┌──

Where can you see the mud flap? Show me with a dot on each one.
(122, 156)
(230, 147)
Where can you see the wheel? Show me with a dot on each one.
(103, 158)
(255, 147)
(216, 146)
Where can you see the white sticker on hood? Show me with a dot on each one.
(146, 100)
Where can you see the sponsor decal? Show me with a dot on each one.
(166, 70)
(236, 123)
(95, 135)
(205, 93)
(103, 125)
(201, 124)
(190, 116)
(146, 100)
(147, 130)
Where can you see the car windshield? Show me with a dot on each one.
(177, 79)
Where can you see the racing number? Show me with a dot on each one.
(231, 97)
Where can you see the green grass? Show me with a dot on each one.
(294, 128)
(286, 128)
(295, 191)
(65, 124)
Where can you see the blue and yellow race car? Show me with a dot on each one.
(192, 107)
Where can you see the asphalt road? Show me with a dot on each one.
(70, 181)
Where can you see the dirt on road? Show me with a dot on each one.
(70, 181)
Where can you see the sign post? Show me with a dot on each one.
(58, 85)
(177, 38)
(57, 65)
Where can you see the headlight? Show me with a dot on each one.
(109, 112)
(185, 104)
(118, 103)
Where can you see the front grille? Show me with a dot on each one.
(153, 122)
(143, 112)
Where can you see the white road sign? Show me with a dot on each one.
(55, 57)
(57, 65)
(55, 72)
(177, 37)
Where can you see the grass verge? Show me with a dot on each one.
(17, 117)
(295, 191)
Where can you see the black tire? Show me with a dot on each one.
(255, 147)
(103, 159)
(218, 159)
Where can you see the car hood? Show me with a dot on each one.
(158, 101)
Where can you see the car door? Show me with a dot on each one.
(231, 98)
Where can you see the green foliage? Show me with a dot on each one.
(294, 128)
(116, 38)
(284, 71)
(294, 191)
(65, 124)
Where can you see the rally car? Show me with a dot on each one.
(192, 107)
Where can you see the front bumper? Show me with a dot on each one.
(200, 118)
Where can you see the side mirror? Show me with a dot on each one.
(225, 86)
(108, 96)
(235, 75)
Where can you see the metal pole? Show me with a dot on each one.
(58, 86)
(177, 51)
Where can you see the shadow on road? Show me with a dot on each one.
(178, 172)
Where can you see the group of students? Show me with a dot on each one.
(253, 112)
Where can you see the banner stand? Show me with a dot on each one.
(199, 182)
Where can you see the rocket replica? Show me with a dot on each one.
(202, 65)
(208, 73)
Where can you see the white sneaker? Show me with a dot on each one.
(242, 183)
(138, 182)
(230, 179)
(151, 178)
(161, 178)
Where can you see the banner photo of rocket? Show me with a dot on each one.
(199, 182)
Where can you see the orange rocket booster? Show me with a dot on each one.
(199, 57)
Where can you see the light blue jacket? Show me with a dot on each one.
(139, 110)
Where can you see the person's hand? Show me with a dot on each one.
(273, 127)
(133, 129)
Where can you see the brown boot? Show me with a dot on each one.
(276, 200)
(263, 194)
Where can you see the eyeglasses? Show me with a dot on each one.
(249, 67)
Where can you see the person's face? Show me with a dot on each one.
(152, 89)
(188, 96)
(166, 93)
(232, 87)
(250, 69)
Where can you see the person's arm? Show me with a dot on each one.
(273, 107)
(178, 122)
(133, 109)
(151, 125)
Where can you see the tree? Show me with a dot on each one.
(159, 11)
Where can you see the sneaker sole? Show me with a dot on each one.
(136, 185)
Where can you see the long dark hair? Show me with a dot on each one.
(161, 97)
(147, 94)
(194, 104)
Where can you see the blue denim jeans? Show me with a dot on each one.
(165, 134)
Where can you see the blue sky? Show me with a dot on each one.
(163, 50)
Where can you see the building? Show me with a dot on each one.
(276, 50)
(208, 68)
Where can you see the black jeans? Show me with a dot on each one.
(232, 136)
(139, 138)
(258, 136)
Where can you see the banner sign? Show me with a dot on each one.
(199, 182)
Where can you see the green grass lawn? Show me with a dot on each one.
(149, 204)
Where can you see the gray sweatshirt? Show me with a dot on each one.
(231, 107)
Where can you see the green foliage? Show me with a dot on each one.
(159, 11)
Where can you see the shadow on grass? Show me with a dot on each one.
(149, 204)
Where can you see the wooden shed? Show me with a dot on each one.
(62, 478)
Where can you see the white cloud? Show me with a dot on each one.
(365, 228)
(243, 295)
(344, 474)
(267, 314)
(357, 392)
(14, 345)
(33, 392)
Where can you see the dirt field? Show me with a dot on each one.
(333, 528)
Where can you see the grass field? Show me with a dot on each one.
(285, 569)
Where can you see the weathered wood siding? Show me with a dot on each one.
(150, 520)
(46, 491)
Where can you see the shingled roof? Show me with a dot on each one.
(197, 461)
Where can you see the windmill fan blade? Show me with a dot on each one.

└──

▸ **YOUR INSTRUCTIONS**
Reproduce all of the material above word for word, keeping every line unchanged and in its original order.

▸ **WRITTEN REPLY**
Where can you see the mud flap? Show me with a dot on each one.
(122, 156)
(230, 147)
Where can you see the wheel? Show me with a dot on each one.
(103, 158)
(255, 147)
(216, 146)
Where can you see the white sticker on hood? Show me with a dot on each one.
(146, 100)
Where can you see the sponsor decal? Show me with a dot on each one.
(166, 70)
(236, 123)
(95, 135)
(205, 93)
(103, 125)
(201, 124)
(190, 116)
(146, 100)
(147, 130)
Where can you see the car windshield? Show me with a dot on each one.
(177, 79)
Where can you see the racing number? Show me with a dot on each one.
(231, 97)
Where can you see the green grass? Show me with a dot on each one.
(294, 128)
(286, 128)
(295, 191)
(65, 124)
Where can you see the blue and yellow race car? Show me with a dot on each one.
(192, 107)
Where can you see the asphalt road? Show me with a dot on each one.
(70, 181)
Where can you see the dirt on road? Show me with a dot on each one.
(70, 181)
Where can you see the sign post? Show me with a dot on each one.
(58, 85)
(177, 38)
(57, 65)
Where can you see the headlight? Show me with a dot on each one.
(109, 112)
(185, 104)
(118, 103)
Where can you see the front grille? Show me with a dot on each one.
(153, 122)
(143, 112)
Where can you see the white road sign? Show me with a dot on each one.
(55, 57)
(57, 65)
(55, 72)
(177, 37)
Where can you see the grass verge? Show me with a dot on each one.
(17, 117)
(295, 191)
Where can you see the black tire? Show me with a dot on each one.
(255, 147)
(103, 159)
(218, 159)
Where can you see the car hood? Show me with a dot on each one.
(158, 101)
Where can you see the car door? Show me with a dot on each one.
(231, 98)
Where can you see the green foliage? Show me with a dot on each one.
(294, 128)
(116, 38)
(284, 71)
(294, 191)
(65, 124)
Where can you see the rally car? Show me with a dot on each one.
(192, 107)
Where can you see the front bumper? Show me with a dot on each one.
(200, 118)
Where can you see the side mirror? Show me with a dot on each one.
(225, 86)
(108, 96)
(235, 75)
Where can you see the metal pole? Show me with a dot on each one.
(58, 86)
(177, 51)
Where can you see the shadow on road? Show me with a dot on each one.
(178, 172)
Where can you see the group of students? Show me with a dot on each one.
(253, 112)
Where can you see the banner stand? Show me with a dot on each one.
(199, 182)
Where can you see the rocket replica? Show me with a dot on each one.
(202, 65)
(208, 73)
Where can you see the white sneaker? Show me with a dot on each one.
(242, 183)
(138, 182)
(230, 179)
(151, 178)
(161, 178)
Where can you see the banner photo of rocket? Show me with a dot on each one.
(199, 182)
Where can you see the orange rocket booster? Show me with a dot on each one.
(199, 57)
Where can you see the light blue jacket? Show me with a dot on each one.
(139, 110)
Where can you see the person's hand? Show me with a dot on each one.
(273, 127)
(133, 129)
Where can you see the brown boot? Show me with a dot on each one.
(276, 200)
(263, 194)
Where can you see the eyeglasses? Show me with a dot on each one.
(249, 67)
Where can you see the person's face? Show me with a dot on each one.
(152, 89)
(188, 96)
(166, 93)
(232, 87)
(250, 69)
Where can you see the person's arm? Show me with a dot on each one.
(273, 107)
(178, 122)
(133, 109)
(151, 125)
Where can you see the tree? Show me with a dot on each one.
(159, 11)
Where can you see the sneaker sole? Show me with a dot on each one.
(136, 185)
Where can you see the long dark hair? Show me with a dot on each one.
(161, 97)
(147, 94)
(194, 104)
Where can you see the blue denim jeans? Show me with a dot on each one.
(165, 134)
Where can you see the blue sky? Show me with a dot on each one.
(163, 50)
Where can you see the building? Show me with a dot on each one.
(276, 50)
(208, 68)
Where can you see the black jeans? Show me with a dot on each one.
(232, 136)
(139, 138)
(258, 136)
Where can you see the banner sign? Show me with a dot on each one.
(199, 182)
Where can you see the green grass lawn? Show me with a dot on each one.
(149, 204)
Where can you see the gray sweatshirt? Show me with a dot on each one.
(231, 107)
Where can you see the green foliage? Show me with a dot on each one.
(159, 11)
Where can you see the shadow on grass? Show me with a dot on each one.
(149, 204)
Where can you see the wooden shed? Show me with a dot on each one.
(62, 478)
Where can you see the white cloud? Show me with a dot on each one.
(365, 228)
(243, 295)
(344, 474)
(267, 314)
(357, 392)
(14, 345)
(33, 392)
Where can you see the dirt field? Show me with a dot on each one.
(333, 528)
Where can you see the grass field? Show me with a dot on each one.
(285, 569)
Where can you see the weathered wood siding? Show me with a dot on each one.
(150, 520)
(46, 491)
Where can you see the shingled roof? Show me with a dot on each one.
(197, 461)
Where can you see the windmill fan blade? Show me with a dot on each one.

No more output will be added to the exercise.